**Data rows**:

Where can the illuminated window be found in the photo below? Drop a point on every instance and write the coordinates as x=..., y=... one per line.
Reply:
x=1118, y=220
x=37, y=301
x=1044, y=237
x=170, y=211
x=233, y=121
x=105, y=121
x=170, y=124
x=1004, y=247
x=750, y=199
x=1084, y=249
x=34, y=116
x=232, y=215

**Description of the task**:
Rescale the listing above by repeating every line, requests included, with each x and y coordinate in the answers multiplied by 1.35 and rounded to the nearest whole number, halves rounding up.

**Task answer**:
Where can the illuminated window be found in the photo below? Drop a point on every instance and write the coordinates as x=..., y=... one per line.
Reply:
x=1509, y=297
x=50, y=406
x=1409, y=320
x=230, y=285
x=315, y=163
x=142, y=163
x=230, y=167
x=1355, y=333
x=1013, y=269
x=1463, y=336
x=46, y=157
x=313, y=290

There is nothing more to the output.